Task instructions =
• a. List each distinct person named in the "wrote:" attribution lines of the matrix rank tolerance thread below.
• b. Write the next part of the matrix rank tolerance thread below, picking up after its final line.
* Start Selected text *
[Numpy-discussion] Matrix rank default tolerance - is it too low?

Tue Jun 26 17:42:47 EDT 2012

Hi,

On Mon, Jun 18, 2012 at 3:50 PM, Matthew Brett <matthew.brett at gmail.com> wrote:
> Hi,
>
> On Sun, Jun 17, 2012 at 7:22 PM, Charles R Harris
> <charlesr.harris at gmail.com> wrote:
>>
>>
>> On Sat, Jun 16, 2012 at 2:33 PM, Matthew Brett <matthew.brett at gmail.com>
>> wrote:
>>>
>>> Hi,
>>>
>>> On Sat, Jun 16, 2012 at 8:03 PM, Matthew Brett <matthew.brett at gmail.com>
>>> wrote:
>>> > Hi,
>>> >
>>> > On Sat, Jun 16, 2012 at 10:40 AM, Nathaniel Smith <njs at pobox.com> wrote:
>>> >> On Fri, Jun 15, 2012 at 4:10 AM, Charles R Harris
>>> >> <charlesr.harris at gmail.com> wrote:
>>> >>>
>>> >>>
>>> >>> On Thu, Jun 14, 2012 at 8:06 PM, Matthew Brett
>>> >>> <matthew.brett at gmail.com>
>>> >>> wrote:
>>> >>>>
>>> >>>> Hi,
>>> >>>>
>>> >>>> I noticed that numpy.linalg.matrix_rank sometimes gives full rank for
>>> >>>> matrices that are numerically rank deficient:
>>> >>>>
>>> >>>> If I repeatedly make random matrices, then set the first column to be
>>> >>>> equal to the sum of the second and third columns:
>>> >>>>
>>> >>>> def make_deficient():
>>> >>>>    X = np.random.normal(size=(40, 10))
>>> >>>>    deficient_X = X.copy()
>>> >>>>    deficient_X[:, 0] = deficient_X[:, 1] + deficient_X[:, 2]
>>> >>>>    return deficient_X
>>> >>>>
>>> >>>> then the current numpy.linalg.matrix_rank algorithm returns full rank
>>> >>>> (10) in about 8 percent of cases (see appended script).
>>> >>>>
>>> >>>> I think this is a tolerance problem.  The ``matrix_rank`` algorithm
>>> >>>> does this by default:
>>> >>>>
>>> >>>> S = spl.svd(M, compute_uv=False)
>>> >>>> tol = S.max() * np.finfo(S.dtype).eps
>>> >>>> return np.sum(S > tol)
* End Selected text *
* Start Dataset content *
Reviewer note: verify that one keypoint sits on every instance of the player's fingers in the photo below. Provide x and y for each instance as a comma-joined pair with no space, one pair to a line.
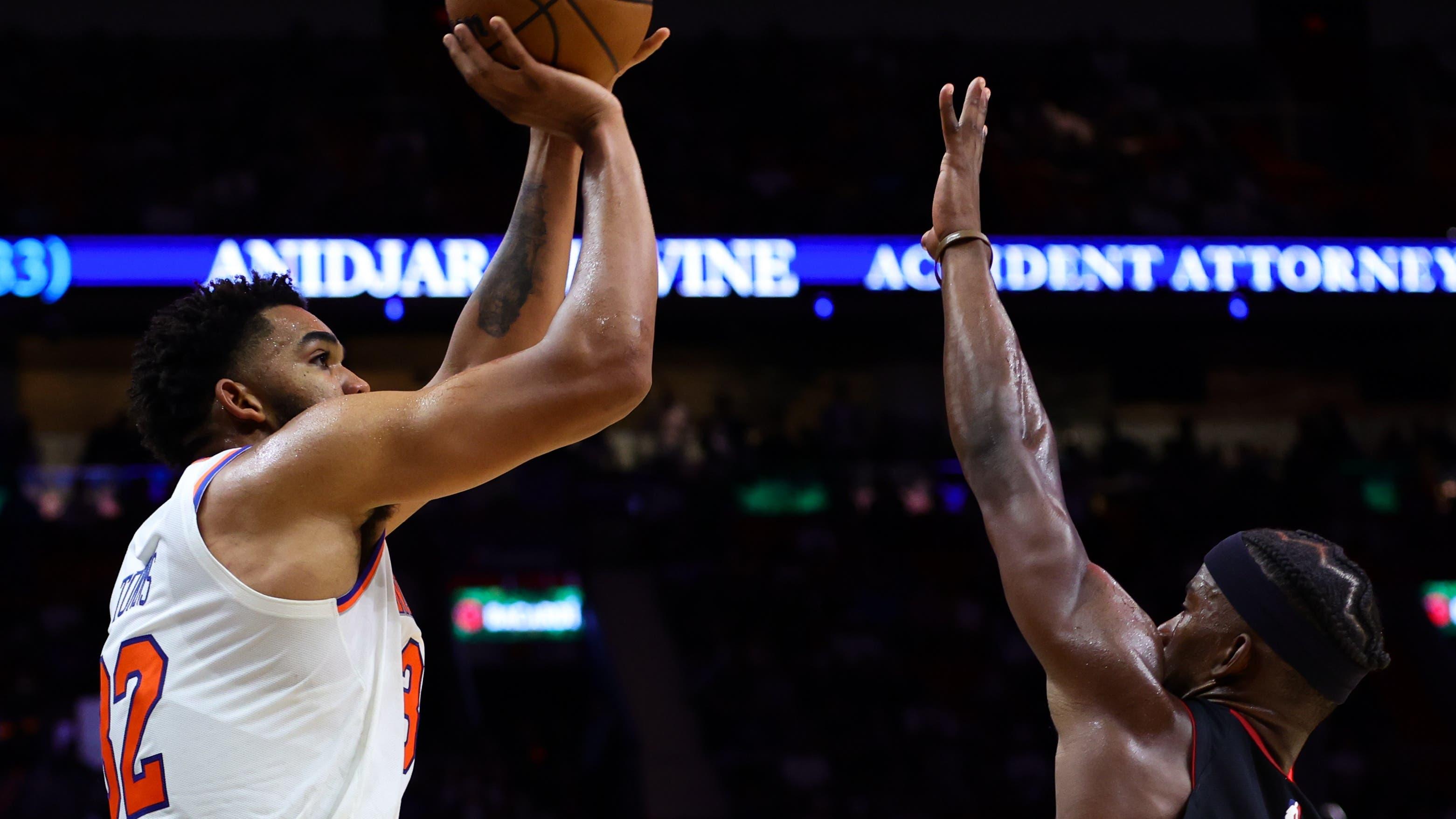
472,47
948,121
513,47
975,101
468,68
650,47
* End Dataset content *
Outputs in order =
• a. Matthew Brett, Charles R Harris, Nathaniel Smith

• b.
>>> >>>>
>>> >>>> I guess we'd we want the lowest tolerance that nearly always or
>>> >>>> always
>>> >>>> identifies numerically rank deficient matrices.  I suppose one way of
>>> >>>> looking at whether the tolerance is in the right range is to compare
>>> >>>> the calculated tolerance (``tol``) to the minimum singular value
>>> >>>> (``S.min()``) because S.min() in our case should be very small and
>>> >>>> indicate the rank deficiency. The mean value of tol / S.min() for the
>>> >>>> current algorithm, across many iterations, is about 2.8.  We might
>>> >>>> hope this value would be higher than 1, but not much higher,
>>> >>>> otherwise
>>> >>>> we might be rejecting too many columns.
>>> >>>>
>>> >>>> Our current algorithm for tolerance is the same as the 2-norm of M *
>>> >>>> eps.  We're citing Golub and Van Loan for this, but now I look at our
>>> >>>> copy (p 261, last para) - they seem to be suggesting using u * |M|
>>> >>>> where u = (p 61, section 2.4.2) eps /  2. (see [1]). I think the
>>> >>>> Golub
>>> >>>> and Van Loan suggestion corresponds to:
>>> >>>>
>>> >>>> tol = np.linalg.norm(M, np.inf) * np.finfo(M.dtype).eps / 2
>>> >>>>
>>> >>>> This tolerance gives full rank for these rank-deficient matrices in
>>> >>>> about 39 percent of cases (tol / S.min() ratio of 1.7)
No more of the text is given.